Include the line with "query: locate the rope net" and every line before it in the entries below, echoed exactly, but not the pictures.

⁂

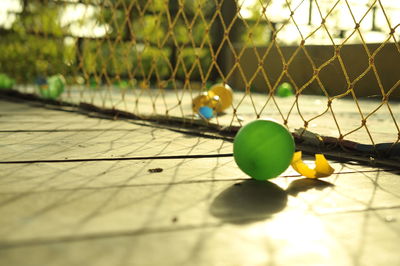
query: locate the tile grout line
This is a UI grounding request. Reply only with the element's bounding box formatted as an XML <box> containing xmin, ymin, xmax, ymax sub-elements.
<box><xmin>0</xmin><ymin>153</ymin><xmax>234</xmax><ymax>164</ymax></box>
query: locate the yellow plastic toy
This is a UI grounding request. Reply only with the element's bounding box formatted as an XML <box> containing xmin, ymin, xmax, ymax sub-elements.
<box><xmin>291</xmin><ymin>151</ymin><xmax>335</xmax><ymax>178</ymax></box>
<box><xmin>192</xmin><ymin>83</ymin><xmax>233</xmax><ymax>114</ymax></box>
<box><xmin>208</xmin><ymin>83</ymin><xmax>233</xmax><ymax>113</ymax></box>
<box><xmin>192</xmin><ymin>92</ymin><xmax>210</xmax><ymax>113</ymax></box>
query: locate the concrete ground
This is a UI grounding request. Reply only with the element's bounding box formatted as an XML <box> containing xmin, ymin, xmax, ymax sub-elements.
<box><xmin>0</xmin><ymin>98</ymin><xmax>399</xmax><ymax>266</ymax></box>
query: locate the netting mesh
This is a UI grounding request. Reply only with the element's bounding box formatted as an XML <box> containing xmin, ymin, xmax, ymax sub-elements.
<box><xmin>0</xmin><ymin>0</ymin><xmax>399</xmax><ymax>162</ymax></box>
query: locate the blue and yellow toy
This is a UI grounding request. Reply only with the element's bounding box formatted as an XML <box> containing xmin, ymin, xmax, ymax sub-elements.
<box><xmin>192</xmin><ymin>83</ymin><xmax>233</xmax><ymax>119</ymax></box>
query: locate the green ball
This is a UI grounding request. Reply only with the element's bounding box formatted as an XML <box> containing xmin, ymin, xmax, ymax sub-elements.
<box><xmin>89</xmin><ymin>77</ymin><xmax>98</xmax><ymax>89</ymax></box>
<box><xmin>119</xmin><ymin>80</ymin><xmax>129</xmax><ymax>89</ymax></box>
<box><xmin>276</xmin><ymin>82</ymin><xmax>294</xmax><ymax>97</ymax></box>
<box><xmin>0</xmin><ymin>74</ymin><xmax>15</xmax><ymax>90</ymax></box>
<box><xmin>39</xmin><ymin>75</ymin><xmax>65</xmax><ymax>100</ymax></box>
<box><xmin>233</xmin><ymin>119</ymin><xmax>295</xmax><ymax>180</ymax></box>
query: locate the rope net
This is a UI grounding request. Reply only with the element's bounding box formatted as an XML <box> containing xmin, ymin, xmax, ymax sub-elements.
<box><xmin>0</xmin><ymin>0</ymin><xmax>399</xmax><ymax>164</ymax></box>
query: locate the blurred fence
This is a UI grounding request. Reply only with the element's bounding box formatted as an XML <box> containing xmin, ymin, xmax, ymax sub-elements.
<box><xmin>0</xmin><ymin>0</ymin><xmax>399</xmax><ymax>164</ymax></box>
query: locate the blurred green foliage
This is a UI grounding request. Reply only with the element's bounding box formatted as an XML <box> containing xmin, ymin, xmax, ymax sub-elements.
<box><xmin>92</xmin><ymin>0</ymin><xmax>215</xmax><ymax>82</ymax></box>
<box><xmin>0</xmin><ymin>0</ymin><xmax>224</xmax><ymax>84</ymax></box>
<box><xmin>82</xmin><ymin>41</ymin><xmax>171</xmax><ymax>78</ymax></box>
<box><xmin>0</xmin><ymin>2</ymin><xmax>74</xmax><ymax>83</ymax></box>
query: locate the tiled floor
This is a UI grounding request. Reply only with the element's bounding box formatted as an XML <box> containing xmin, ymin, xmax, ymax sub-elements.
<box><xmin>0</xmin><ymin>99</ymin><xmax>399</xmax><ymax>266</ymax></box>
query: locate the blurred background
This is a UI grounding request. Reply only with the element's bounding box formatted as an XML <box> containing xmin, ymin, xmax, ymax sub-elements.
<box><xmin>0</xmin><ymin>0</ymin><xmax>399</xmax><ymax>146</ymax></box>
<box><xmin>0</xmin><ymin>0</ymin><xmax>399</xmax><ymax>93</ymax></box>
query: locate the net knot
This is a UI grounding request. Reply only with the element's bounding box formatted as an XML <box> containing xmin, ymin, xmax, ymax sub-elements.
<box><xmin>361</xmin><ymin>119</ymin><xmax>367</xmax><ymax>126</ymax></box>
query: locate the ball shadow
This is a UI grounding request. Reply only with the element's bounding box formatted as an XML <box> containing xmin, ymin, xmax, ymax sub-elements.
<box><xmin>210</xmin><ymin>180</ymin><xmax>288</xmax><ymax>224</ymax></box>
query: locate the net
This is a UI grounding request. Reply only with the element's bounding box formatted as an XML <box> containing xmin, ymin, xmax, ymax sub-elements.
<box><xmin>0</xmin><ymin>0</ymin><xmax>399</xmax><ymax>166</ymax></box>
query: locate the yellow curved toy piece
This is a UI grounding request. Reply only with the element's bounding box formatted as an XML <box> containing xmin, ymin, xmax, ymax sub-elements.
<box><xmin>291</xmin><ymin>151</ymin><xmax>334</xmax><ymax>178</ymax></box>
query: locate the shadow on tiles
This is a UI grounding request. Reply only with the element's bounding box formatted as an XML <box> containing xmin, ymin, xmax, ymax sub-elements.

⁂

#### ANSWER TO THIS TASK
query: locate the tile grout line
This is a UI grounding request. Reply only with the element's bounding box formatted as an XML <box> containing xmin, ymin, xmax, ymax sub-elements.
<box><xmin>0</xmin><ymin>153</ymin><xmax>234</xmax><ymax>164</ymax></box>
query: locate the yellow plastic toy
This is a UI grounding request. Reply only with the element's bounding box formatted as an XML <box> containing xmin, ymin, xmax, ymax sub-elements.
<box><xmin>291</xmin><ymin>151</ymin><xmax>335</xmax><ymax>178</ymax></box>
<box><xmin>192</xmin><ymin>83</ymin><xmax>233</xmax><ymax>114</ymax></box>
<box><xmin>208</xmin><ymin>83</ymin><xmax>233</xmax><ymax>113</ymax></box>
<box><xmin>192</xmin><ymin>92</ymin><xmax>210</xmax><ymax>113</ymax></box>
query: locate the concrete ground
This is a UI grounding request. Reply only with the element's bounding box formatted as an XML <box> containing xmin, ymin, xmax, ymax sub-elements.
<box><xmin>0</xmin><ymin>98</ymin><xmax>399</xmax><ymax>266</ymax></box>
query: locate the netting mesh
This is a UI grounding request. Reply only with the element's bounding box formatted as an XML <box> containing xmin, ymin, xmax, ymax sub-elements.
<box><xmin>0</xmin><ymin>0</ymin><xmax>399</xmax><ymax>162</ymax></box>
query: locate the blue and yellow toy
This is a UI grounding request. Reply only with the element's bounding box formatted as an XML <box> containing xmin, ymin, xmax, ymax sub-elements.
<box><xmin>192</xmin><ymin>83</ymin><xmax>233</xmax><ymax>119</ymax></box>
query: locate the green ball
This is a UI grounding request. Reply only with the element's bounding box formatted as an XML <box> containing xmin, ymin, xmax, ymax sub-elements.
<box><xmin>89</xmin><ymin>77</ymin><xmax>98</xmax><ymax>89</ymax></box>
<box><xmin>119</xmin><ymin>80</ymin><xmax>129</xmax><ymax>89</ymax></box>
<box><xmin>276</xmin><ymin>82</ymin><xmax>294</xmax><ymax>97</ymax></box>
<box><xmin>0</xmin><ymin>74</ymin><xmax>15</xmax><ymax>90</ymax></box>
<box><xmin>39</xmin><ymin>75</ymin><xmax>65</xmax><ymax>100</ymax></box>
<box><xmin>233</xmin><ymin>119</ymin><xmax>295</xmax><ymax>180</ymax></box>
query: locate the rope net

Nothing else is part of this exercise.